(Some records)
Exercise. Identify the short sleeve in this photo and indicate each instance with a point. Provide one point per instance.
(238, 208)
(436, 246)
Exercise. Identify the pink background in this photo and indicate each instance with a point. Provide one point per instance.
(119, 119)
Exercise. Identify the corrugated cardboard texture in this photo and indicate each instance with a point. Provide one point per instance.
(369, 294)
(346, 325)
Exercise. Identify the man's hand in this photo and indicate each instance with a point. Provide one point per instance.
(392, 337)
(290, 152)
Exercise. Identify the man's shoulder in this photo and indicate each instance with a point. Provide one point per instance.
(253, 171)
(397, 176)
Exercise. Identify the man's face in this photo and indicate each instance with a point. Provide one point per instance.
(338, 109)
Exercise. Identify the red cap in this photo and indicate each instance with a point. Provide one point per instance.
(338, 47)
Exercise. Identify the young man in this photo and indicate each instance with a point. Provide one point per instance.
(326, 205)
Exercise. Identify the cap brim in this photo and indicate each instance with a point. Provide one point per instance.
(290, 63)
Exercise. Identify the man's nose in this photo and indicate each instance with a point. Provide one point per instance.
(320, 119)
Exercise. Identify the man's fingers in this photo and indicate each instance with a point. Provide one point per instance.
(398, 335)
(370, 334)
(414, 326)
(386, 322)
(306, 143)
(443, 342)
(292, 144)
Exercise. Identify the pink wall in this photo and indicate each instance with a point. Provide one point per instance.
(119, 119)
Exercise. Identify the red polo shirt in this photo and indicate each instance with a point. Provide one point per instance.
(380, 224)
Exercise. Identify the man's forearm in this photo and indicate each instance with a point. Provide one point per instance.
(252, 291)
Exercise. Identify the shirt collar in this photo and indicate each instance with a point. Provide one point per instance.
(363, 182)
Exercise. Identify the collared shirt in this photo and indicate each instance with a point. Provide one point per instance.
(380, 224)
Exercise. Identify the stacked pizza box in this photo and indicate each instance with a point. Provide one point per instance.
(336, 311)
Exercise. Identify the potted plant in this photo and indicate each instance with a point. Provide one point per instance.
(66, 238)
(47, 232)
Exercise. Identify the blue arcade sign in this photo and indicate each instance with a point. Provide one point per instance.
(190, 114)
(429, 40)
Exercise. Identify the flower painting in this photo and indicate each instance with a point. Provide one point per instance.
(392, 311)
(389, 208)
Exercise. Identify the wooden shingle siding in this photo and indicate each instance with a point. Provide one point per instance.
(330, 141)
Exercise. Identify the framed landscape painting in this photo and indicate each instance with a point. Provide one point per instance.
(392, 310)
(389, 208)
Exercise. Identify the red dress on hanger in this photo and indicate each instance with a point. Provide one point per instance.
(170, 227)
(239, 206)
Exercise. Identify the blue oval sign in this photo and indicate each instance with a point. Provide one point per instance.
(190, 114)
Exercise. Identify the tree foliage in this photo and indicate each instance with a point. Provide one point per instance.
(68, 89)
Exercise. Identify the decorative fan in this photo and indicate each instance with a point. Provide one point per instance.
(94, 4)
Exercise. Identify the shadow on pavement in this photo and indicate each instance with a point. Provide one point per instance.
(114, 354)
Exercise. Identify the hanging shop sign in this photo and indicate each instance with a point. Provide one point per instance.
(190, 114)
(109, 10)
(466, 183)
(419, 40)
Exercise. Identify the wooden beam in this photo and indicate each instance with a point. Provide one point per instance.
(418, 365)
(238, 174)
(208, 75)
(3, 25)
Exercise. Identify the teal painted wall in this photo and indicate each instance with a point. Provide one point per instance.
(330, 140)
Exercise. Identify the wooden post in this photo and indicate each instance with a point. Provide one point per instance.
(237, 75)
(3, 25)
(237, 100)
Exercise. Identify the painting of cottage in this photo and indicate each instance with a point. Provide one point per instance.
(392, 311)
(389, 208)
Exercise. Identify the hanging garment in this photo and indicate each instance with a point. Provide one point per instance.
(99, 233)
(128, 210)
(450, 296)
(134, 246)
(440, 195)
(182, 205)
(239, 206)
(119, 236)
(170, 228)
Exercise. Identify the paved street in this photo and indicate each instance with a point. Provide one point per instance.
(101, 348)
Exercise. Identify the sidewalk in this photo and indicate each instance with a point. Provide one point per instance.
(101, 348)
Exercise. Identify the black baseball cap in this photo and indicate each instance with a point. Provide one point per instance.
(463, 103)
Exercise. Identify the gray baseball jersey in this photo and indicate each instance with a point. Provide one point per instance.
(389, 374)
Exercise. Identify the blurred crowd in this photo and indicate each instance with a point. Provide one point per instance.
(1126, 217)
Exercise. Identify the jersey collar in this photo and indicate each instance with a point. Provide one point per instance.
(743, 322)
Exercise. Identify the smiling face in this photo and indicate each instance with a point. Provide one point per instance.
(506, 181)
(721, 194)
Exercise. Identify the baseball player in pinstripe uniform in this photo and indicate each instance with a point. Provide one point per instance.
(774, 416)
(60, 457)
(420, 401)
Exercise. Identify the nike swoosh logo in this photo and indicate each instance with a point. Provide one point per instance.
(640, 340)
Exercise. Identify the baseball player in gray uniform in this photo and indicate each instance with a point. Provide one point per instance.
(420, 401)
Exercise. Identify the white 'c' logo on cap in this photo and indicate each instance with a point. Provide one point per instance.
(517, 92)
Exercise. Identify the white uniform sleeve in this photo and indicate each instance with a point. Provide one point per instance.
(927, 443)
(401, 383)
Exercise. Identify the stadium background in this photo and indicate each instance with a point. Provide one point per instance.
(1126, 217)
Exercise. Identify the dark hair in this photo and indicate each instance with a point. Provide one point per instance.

» What is required:
The lines to quote run from the one containing "Exercise. Identify the smiling" through the final line of the material above; please give them exactly, both ends included, and nothing else.

» Final result:
Exercise. Identify the smiling face in this photo and indicate each instance with a point. Provide one point per instance.
(506, 181)
(721, 194)
Exercise. Identify the baseball player in pinstripe uniform in this photo and indicate each instance with a point. Provide one point per instance.
(774, 416)
(60, 457)
(420, 401)
Exercise. Identify the nike swoosh logo in this photo and indicate each instance with a point. Provide one point per instance.
(640, 340)
Exercise. Identify the baseball player in gray uniform in this photo and indicate each instance with a point. Provide one point per instance.
(420, 401)
Exercise. Identify the white 'c' logo on cap in this photo and indicate each instance with a point. Provide one point per instance.
(517, 92)
Exercise. Identify the white uniform sleeve in this photo and indicate each instance with a point. Provide one point per instance.
(927, 443)
(401, 383)
Exercise. Identify the stadium background in this photo and indicate each instance with a point. Provide one point per instance.
(1126, 217)
Exercise. Identify the dark hair in this photo and indicate each instance with a point. Provide one point per instance.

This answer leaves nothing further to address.